[Work to be completed]:
Quote exactly the lines running from the line with "Practice step: label each instance of the town" to the end of the entries, including both, and nothing else.

Extracted data entries:
=== Section Start ===
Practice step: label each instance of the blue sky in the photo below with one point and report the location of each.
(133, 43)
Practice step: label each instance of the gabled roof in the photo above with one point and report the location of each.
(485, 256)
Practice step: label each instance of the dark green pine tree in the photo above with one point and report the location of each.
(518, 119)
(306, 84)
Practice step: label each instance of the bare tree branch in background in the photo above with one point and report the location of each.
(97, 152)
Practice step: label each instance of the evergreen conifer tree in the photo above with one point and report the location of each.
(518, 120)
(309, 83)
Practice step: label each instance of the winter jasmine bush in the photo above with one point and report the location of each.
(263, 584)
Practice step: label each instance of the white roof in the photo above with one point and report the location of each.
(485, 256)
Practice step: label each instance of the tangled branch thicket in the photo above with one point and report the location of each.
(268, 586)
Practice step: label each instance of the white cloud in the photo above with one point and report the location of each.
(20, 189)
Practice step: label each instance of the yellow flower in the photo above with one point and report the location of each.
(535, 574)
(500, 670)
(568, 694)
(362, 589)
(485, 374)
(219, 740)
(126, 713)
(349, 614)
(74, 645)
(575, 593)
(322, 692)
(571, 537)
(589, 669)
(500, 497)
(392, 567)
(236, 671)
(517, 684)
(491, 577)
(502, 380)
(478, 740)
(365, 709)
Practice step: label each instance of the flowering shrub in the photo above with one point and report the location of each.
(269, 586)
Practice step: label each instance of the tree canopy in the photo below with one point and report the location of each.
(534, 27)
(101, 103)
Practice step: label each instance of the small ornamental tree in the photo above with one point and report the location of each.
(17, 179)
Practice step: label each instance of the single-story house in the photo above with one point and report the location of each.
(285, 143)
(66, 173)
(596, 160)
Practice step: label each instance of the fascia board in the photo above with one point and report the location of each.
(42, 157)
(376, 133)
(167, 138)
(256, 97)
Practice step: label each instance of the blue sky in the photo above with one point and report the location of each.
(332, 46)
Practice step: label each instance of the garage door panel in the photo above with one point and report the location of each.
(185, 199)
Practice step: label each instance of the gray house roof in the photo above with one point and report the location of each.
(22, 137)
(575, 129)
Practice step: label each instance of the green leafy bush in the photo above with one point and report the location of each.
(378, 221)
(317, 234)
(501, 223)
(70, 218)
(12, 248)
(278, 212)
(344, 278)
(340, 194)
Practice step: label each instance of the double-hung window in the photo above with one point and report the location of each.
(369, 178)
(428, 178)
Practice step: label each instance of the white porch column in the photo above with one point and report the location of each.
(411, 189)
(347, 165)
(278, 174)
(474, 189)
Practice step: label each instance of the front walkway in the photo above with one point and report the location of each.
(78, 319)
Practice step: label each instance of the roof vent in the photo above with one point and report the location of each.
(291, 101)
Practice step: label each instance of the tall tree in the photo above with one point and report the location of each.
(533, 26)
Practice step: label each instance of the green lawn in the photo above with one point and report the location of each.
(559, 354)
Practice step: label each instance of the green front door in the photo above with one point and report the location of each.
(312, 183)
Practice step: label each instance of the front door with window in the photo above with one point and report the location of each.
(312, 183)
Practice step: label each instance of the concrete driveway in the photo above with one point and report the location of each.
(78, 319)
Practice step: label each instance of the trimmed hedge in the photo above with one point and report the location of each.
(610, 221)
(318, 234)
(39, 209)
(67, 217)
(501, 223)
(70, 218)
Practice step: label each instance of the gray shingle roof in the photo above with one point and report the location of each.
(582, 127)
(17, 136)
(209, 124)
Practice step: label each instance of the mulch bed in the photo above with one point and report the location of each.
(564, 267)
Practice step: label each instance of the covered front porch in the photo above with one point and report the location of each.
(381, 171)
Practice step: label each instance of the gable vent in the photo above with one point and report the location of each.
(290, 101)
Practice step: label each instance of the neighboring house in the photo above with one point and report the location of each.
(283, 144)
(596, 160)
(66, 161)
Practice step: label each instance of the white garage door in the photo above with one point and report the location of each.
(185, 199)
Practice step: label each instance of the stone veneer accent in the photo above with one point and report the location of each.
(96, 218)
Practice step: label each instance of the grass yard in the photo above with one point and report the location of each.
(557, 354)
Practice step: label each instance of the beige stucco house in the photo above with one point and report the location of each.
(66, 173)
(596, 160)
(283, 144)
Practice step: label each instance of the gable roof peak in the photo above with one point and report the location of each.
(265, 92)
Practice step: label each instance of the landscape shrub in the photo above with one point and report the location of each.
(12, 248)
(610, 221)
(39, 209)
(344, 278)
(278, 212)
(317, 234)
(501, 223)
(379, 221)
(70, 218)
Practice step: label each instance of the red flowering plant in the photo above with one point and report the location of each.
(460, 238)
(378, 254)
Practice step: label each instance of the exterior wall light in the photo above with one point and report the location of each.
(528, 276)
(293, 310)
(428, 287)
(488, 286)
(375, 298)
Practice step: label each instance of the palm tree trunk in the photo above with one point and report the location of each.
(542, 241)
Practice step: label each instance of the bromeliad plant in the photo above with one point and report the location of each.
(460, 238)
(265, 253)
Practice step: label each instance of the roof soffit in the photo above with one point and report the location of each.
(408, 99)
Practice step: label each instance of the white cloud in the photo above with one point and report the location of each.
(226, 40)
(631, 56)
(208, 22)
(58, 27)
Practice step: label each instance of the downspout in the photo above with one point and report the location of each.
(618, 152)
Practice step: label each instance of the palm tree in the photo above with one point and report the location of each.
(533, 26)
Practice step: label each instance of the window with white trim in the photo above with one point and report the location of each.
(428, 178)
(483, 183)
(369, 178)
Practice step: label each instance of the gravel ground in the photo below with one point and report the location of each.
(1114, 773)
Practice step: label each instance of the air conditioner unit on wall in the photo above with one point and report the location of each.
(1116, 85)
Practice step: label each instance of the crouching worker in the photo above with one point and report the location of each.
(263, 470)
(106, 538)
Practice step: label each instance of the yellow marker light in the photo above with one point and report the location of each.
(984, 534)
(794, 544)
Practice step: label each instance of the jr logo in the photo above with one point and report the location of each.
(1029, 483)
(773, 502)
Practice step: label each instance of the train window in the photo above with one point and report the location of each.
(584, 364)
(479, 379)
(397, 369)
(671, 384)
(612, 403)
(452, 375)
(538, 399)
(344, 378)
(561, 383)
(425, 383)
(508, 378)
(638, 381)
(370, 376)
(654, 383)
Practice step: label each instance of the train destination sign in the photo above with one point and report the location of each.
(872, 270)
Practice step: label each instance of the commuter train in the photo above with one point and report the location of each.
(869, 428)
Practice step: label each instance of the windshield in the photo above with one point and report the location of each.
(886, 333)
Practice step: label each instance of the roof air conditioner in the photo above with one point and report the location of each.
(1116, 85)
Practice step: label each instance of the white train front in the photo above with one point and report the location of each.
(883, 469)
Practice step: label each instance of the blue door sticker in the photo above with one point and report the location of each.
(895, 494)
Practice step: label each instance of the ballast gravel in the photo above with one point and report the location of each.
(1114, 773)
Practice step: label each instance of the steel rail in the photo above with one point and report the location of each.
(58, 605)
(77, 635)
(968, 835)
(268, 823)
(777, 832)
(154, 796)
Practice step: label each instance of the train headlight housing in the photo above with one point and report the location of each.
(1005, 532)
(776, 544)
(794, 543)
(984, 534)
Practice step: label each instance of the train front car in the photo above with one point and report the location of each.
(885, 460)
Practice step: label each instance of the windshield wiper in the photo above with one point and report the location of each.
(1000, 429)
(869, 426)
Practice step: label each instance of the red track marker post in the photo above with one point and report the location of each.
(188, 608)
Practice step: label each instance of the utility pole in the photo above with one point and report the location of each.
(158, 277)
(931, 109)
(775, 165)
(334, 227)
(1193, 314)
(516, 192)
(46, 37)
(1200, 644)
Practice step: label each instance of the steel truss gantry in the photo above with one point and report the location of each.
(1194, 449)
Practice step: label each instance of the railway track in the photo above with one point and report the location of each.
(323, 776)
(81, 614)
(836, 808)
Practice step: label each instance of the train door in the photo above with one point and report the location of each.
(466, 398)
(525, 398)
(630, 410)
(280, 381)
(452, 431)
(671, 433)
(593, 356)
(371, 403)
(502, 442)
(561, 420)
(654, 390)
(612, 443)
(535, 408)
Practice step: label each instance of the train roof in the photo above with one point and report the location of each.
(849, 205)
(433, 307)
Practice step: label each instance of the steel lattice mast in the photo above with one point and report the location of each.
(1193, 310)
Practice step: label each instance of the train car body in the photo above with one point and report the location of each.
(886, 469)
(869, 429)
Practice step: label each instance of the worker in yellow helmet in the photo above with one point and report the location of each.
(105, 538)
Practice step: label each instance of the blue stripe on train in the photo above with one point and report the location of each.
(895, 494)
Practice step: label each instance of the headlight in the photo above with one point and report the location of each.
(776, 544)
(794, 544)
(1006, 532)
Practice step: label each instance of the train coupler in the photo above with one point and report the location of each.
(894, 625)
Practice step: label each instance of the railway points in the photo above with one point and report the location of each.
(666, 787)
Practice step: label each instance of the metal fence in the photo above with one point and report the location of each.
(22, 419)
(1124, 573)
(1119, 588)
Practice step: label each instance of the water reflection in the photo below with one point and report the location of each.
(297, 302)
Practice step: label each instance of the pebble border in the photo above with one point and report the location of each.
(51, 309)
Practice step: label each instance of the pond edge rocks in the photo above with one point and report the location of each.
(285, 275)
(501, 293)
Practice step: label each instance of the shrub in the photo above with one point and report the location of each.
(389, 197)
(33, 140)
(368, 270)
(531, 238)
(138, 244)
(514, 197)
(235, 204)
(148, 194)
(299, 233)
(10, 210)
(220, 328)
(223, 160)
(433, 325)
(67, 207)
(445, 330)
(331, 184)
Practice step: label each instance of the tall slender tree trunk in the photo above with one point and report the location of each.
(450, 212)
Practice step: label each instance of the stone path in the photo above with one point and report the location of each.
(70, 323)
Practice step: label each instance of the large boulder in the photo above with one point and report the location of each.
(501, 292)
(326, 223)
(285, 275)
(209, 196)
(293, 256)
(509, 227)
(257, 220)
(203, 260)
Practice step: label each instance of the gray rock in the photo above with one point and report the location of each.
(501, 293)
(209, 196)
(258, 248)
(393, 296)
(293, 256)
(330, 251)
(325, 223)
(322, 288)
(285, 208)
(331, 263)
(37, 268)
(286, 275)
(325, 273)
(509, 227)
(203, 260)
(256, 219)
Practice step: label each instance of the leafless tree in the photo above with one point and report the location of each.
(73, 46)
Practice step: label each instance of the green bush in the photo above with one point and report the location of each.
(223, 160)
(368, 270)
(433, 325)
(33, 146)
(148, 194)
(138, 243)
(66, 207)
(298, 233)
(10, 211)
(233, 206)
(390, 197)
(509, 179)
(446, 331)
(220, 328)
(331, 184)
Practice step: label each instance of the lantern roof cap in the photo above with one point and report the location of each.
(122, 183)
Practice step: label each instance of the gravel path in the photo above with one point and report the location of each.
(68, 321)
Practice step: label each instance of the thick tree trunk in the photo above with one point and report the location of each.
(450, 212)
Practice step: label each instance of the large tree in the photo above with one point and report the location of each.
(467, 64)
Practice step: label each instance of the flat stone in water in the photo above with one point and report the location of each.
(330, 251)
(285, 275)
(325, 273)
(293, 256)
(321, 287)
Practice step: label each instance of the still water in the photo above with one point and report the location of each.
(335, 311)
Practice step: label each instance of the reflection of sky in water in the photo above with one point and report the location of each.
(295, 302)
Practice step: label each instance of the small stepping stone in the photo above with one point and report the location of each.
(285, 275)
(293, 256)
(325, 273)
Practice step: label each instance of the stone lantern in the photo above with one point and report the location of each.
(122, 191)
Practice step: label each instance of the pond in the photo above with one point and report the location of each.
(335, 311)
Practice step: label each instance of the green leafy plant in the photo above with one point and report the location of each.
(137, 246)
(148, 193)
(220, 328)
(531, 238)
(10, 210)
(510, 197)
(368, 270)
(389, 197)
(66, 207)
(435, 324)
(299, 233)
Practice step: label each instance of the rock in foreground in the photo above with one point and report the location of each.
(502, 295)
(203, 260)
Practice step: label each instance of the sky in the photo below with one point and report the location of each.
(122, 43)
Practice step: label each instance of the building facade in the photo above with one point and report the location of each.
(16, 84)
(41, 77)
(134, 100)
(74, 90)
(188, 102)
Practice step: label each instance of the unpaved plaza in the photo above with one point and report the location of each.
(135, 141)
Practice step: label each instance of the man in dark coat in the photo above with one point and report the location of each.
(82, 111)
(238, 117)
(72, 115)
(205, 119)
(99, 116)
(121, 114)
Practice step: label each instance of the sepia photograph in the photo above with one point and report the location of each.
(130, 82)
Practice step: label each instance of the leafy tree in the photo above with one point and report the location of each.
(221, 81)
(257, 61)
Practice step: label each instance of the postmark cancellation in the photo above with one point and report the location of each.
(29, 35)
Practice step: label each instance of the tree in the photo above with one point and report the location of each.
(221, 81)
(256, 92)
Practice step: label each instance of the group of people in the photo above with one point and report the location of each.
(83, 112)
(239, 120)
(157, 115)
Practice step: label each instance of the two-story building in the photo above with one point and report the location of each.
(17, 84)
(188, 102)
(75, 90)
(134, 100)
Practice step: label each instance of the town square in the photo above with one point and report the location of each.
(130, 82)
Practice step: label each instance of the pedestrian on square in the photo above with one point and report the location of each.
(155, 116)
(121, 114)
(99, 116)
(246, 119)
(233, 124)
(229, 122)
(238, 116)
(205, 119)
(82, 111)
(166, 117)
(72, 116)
=== Section End ===
[Written solution]:
Practice step: label each instance of the town square in the photo above with one point and report the location of each.
(130, 82)
Practice step: label each instance of the pedestrian on square in the photo above with one point and report the location of each.
(155, 116)
(121, 114)
(99, 116)
(246, 119)
(233, 124)
(229, 122)
(238, 116)
(205, 119)
(82, 111)
(166, 117)
(72, 116)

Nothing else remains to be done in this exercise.